**Arbeitsaufträge**.
• A. Gib einen Abschnitt aus dem Forumsthread wortgetreu wieder. Setze bei den Worten „Gruß Meister“ ein und brich nach „mit Fliege fischen!“ ab.
• B. Welche Kenn-Nr. wird der Weißen Elster im Forumsthread zugeordnet?
• C. Nenne alle Fischarten, die der Forumsthread für die Flußstrecke „von der Südgrenze Liebschwitzer Wehr bis Nordgr. Stublach“ namentlich als Hauptfischarten aufführt.

**Ausgangstext**.
--- --- ---

# Welche Fische leben in der Weißen Elster(Gera)



## Fischhaker (9. Januar 2010)

Hallo, könnt ihr mir bitte schnell sagen was es für Fisch in der Weißen Elster (Gera) gibt? Oder in paar Links??

#gDanke schon mal im voraus!!#a;+


----------



## Fischhaker (10. Januar 2010)

*AW: Welche Fische leben in der Weißen Elster(Gera)*

Helft mir bitte!!:c:c


----------



## Meister (10. Januar 2010)

*AW: Welche Fische leben in der Weißen Elster(Gera)*

Moin Fischhaker

Forelle, Döbel, Aal und Karpen. Ich war zwar noch nicht zum angeln an der Weißen Elster aber dieses Jahr hab ich mir fest vorgenommen mal mit der Fliegenrute anzugreifen. Die Fischinfo`s sind aber alle von guten Bekannten die seit Jahren dort angeln. Der Aal muß wohl besonders gut im vergangenem Jahr gelaufen sein. Ob es noch weitere angelbare Fischarten dort gibt kann ich dir leider nicht sagen. Ich hoffe das hilft dir schon ein bißchen weiter.

Gruß Meister


----------



## Fischhaker (10. Januar 2010)

*AW: Welche Fische leben in der Weißen Elster(Gera)*

Danke!!Hilft mir will auch mit Fliege fischen! 
:vik:


----------



## Mikesch (11. Januar 2010)

*AW: Welche Fische leben in der Weißen Elster(Gera)*



> Weiße Elster Kenn-Nr.: G-21-14.
> Hauptfischarten:
> Aal, Barsch, Blei, Döbel, Hasel, Hecht, Karpfen,Plötze, Schleie, Zander, Bachforelle, ...





> Flußstrecke von der Südgrenze Liebschwitzer Wehr bis Nordgr. Stublach (Flur Gera), verwaltet von einer Pachtgemeinschaft.
> Hauptfischarten:
> Hechte, Zander, Karpfen, Schleien, Karauschen, Döbel, Bachforellen und verschiedene Weißfischarten etc..



Hat Google mal so auf "die Schnelle" für dich gefunden.
Barben sollen auch gut gefangen werden.


----------

--- --- ---

Einträge des Datensatzes:
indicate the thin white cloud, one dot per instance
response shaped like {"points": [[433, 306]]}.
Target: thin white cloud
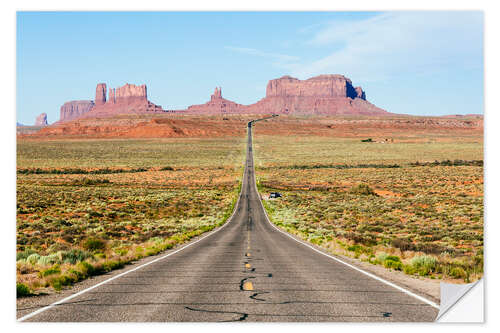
{"points": [[395, 43], [255, 52]]}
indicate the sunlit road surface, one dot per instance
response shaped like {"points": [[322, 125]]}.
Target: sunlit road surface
{"points": [[245, 271]]}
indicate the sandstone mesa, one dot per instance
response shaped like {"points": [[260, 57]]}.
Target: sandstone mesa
{"points": [[41, 120], [330, 94]]}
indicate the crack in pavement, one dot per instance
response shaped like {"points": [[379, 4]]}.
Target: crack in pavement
{"points": [[242, 314], [254, 296], [242, 282]]}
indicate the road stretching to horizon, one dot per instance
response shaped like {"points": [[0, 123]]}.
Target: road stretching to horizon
{"points": [[247, 270]]}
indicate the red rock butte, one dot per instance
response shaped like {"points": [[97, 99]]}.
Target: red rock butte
{"points": [[41, 120], [216, 105], [128, 99], [330, 94], [322, 95]]}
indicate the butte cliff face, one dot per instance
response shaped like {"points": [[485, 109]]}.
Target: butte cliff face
{"points": [[323, 95], [75, 109], [217, 104], [129, 98], [41, 120]]}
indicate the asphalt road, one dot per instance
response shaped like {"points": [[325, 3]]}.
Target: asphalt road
{"points": [[245, 271]]}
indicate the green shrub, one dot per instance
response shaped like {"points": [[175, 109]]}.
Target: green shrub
{"points": [[50, 271], [94, 244], [33, 258], [24, 254], [85, 268], [392, 262], [397, 265], [22, 290], [458, 273], [424, 264], [48, 260], [393, 258], [75, 256], [381, 257], [409, 269], [362, 189]]}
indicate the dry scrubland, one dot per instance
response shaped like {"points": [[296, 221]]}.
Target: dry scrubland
{"points": [[85, 207], [374, 202]]}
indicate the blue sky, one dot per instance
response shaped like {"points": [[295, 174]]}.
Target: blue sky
{"points": [[422, 63]]}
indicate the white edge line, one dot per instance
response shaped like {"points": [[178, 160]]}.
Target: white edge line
{"points": [[140, 266], [420, 298]]}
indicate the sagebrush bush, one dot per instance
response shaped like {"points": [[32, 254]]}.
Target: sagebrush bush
{"points": [[24, 254], [22, 290], [93, 244], [458, 273], [75, 256], [51, 259], [362, 189], [424, 264], [33, 258]]}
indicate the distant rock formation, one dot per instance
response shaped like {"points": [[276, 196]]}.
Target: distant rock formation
{"points": [[130, 93], [111, 97], [100, 94], [217, 104], [75, 109], [129, 98], [330, 94], [41, 120]]}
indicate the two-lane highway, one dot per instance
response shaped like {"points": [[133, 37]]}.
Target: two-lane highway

--- --- ---

**Lösungen im Einzelnen**.
• A.
Gruß Meister


----------



## Fischhaker (10. Januar 2010)

*AW: Welche Fische leben in der Weißen Elster(Gera)*

Danke!!Hilft mir will auch mit Fliege fischen!

• B. G-21-14.

• C. Hechte, Zander, Karpfen, Schleien, Karauschen, Döbel, Bachforellen